=== Exercise data ===

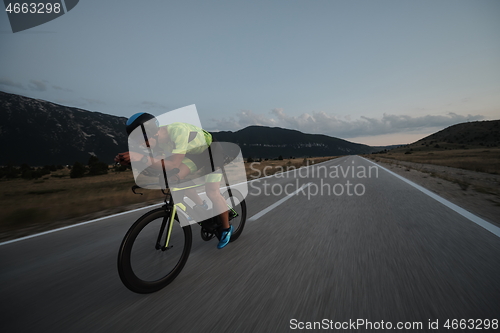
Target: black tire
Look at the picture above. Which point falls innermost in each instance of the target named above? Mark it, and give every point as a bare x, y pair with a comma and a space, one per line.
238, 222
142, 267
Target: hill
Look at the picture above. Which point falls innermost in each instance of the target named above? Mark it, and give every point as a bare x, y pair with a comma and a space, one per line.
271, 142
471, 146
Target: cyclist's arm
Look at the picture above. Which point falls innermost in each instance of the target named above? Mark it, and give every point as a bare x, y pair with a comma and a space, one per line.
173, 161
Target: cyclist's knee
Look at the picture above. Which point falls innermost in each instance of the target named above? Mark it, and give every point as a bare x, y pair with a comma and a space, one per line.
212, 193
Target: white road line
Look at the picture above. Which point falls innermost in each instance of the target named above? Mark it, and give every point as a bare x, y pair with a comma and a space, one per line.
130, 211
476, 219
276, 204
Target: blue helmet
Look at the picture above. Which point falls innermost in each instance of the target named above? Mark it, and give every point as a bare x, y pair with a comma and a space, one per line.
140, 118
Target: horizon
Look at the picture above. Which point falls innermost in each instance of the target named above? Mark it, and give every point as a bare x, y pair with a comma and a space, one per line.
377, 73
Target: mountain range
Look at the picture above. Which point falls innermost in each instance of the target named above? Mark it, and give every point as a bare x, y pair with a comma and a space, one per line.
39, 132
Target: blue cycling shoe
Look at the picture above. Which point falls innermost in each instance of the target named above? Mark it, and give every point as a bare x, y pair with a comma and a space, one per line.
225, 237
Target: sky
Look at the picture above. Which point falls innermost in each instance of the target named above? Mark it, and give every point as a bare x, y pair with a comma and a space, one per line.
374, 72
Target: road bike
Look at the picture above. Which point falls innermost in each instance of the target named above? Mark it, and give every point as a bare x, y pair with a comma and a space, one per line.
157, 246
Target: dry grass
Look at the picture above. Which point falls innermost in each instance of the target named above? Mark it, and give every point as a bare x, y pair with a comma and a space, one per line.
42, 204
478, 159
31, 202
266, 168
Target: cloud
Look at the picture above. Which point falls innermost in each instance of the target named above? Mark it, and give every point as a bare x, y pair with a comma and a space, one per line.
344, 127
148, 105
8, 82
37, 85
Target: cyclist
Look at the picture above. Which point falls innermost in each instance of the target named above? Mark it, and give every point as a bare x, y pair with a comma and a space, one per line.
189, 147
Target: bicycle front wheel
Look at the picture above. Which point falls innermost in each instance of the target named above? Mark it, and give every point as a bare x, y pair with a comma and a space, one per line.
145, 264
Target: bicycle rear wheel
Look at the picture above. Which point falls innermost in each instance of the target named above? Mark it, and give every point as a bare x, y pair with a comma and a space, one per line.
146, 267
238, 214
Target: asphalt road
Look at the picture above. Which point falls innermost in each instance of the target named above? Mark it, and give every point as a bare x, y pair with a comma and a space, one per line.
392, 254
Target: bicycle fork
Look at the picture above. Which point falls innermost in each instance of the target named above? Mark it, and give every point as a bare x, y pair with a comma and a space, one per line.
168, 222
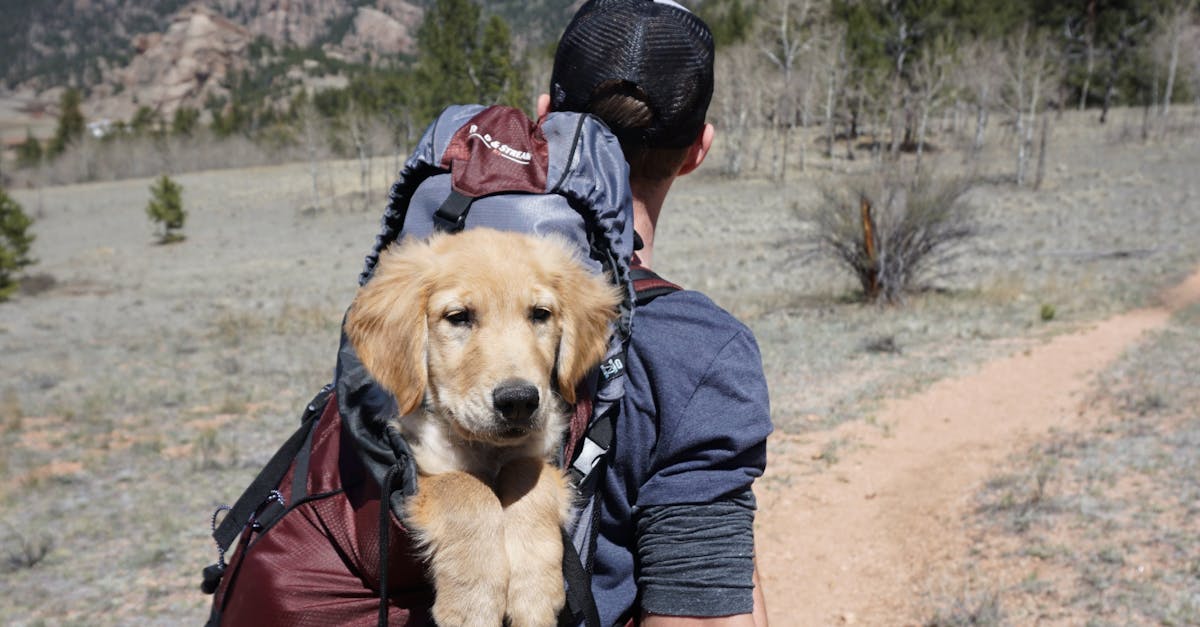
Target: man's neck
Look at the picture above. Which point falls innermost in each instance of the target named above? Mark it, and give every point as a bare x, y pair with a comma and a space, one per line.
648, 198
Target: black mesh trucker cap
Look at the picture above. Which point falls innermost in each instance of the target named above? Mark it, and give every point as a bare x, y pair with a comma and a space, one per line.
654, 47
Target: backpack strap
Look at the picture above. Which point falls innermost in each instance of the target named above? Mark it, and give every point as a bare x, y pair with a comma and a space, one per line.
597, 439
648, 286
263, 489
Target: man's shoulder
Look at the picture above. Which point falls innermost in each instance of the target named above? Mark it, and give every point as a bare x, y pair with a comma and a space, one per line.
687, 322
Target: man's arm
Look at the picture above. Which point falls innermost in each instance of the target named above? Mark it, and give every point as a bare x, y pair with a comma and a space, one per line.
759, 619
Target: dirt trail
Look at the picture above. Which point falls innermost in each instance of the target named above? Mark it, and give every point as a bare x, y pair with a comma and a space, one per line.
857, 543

===
=== Exercise data ===

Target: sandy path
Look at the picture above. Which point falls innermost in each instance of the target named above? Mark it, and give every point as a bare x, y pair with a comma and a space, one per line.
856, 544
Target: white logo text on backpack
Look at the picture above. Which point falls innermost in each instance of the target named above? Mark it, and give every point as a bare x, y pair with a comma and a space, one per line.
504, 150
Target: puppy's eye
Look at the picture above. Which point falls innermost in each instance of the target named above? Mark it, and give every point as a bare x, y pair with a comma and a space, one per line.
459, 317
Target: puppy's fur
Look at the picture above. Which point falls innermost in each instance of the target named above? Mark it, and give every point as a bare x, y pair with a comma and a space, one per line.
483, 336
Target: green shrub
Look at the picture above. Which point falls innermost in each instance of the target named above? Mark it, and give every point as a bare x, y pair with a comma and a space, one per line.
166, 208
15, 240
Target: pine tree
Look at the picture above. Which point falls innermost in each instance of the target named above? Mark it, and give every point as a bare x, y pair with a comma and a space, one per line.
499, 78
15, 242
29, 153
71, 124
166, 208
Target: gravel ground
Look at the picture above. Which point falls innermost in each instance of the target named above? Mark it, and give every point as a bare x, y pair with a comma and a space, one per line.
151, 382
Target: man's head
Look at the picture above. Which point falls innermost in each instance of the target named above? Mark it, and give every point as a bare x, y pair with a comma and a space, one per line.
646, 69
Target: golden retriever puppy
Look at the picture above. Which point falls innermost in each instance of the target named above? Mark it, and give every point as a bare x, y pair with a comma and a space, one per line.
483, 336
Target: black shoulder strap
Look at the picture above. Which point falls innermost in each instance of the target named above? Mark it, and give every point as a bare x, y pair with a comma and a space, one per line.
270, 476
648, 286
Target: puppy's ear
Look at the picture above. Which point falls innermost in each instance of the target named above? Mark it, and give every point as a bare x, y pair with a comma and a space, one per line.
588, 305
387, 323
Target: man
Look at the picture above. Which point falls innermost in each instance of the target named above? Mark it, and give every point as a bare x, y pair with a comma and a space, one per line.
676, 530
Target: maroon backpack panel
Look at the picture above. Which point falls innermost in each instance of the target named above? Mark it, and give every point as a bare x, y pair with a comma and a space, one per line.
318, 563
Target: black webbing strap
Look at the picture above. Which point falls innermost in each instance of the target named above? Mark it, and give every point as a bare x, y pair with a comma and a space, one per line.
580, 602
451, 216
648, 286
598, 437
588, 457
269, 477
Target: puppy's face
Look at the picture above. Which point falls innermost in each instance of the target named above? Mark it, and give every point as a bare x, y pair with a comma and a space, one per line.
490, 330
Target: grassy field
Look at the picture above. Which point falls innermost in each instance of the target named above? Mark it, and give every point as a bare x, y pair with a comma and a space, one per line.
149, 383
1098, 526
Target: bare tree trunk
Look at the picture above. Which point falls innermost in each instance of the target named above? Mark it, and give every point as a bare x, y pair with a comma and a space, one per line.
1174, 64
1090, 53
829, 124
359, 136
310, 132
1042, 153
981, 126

===
=== Exercise data ===

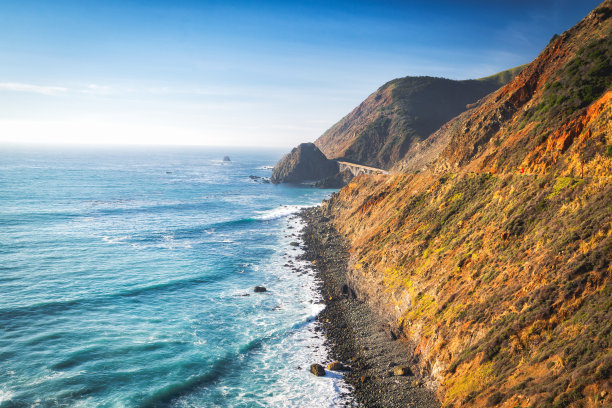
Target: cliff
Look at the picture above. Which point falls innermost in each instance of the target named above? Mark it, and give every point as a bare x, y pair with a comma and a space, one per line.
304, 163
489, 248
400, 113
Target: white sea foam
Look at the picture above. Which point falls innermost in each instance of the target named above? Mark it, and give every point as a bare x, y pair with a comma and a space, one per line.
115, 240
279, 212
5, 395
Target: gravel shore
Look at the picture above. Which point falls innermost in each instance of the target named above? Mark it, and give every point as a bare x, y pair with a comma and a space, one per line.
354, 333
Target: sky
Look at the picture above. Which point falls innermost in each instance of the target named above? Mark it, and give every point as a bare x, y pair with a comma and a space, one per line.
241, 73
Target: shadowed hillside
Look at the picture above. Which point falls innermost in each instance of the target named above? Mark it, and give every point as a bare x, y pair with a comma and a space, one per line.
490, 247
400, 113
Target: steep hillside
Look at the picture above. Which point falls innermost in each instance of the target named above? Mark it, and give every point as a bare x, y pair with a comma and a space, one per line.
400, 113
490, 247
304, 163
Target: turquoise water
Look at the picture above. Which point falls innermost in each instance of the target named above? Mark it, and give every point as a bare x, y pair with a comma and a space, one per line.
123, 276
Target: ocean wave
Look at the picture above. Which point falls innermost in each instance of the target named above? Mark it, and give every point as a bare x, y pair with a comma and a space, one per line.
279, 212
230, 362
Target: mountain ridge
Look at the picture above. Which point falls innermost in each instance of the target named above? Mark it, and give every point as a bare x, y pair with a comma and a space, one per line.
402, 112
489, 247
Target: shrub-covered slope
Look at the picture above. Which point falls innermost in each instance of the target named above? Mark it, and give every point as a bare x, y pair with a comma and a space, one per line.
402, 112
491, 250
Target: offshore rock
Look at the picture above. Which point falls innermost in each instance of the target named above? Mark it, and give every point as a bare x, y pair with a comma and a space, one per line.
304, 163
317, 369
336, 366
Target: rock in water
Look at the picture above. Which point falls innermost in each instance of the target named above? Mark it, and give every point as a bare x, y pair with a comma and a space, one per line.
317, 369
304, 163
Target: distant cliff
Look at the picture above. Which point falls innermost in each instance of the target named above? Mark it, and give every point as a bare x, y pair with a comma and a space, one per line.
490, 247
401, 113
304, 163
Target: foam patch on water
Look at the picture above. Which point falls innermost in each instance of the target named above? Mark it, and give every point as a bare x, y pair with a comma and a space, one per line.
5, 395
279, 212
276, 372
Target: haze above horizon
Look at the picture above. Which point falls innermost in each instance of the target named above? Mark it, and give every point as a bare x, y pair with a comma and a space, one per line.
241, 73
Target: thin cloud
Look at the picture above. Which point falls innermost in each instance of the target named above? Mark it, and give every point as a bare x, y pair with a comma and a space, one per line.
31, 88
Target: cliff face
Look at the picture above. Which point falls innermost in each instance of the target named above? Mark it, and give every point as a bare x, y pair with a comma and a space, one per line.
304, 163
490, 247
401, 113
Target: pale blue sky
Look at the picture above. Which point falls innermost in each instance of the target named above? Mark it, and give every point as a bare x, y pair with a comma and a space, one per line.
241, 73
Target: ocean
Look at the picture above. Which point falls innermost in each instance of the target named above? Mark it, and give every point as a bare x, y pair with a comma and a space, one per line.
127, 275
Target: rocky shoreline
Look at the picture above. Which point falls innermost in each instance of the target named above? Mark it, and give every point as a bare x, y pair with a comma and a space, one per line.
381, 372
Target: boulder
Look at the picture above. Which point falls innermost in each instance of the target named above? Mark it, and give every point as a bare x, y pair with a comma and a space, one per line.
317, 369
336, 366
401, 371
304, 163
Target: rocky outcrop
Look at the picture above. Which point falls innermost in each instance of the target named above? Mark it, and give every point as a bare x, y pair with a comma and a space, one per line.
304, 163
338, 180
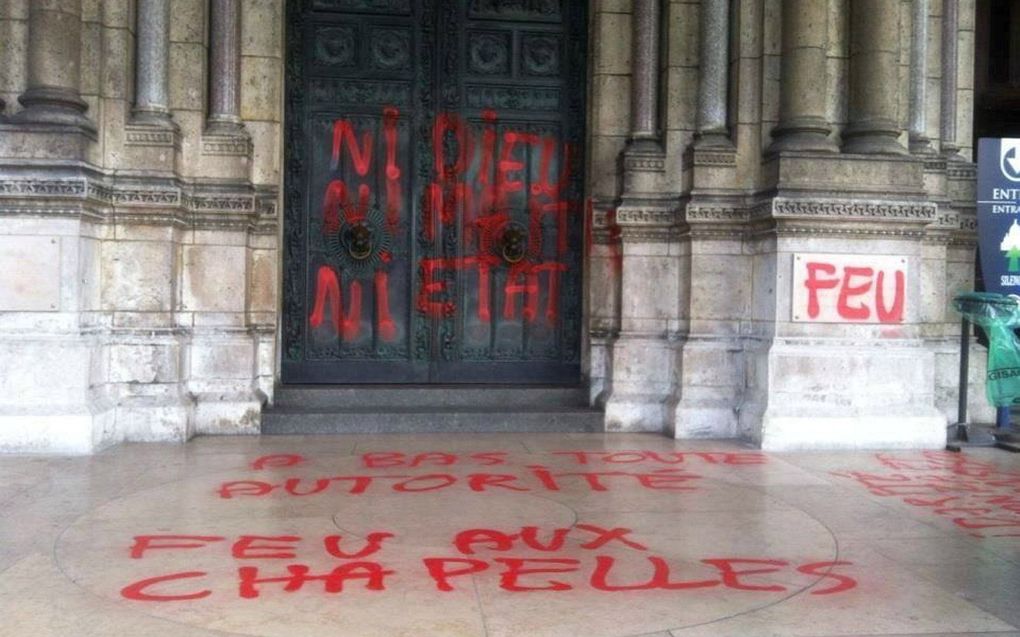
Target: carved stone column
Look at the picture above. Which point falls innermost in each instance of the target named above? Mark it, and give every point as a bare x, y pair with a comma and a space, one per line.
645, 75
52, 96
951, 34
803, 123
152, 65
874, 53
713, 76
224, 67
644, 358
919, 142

===

** What you are asked to do **
Show each line from the items above that contains the string "cyclist", copied in full. Case counts.

** Reply **
Target: cyclist's arm
Target: cyclist's knee
Target: cyclist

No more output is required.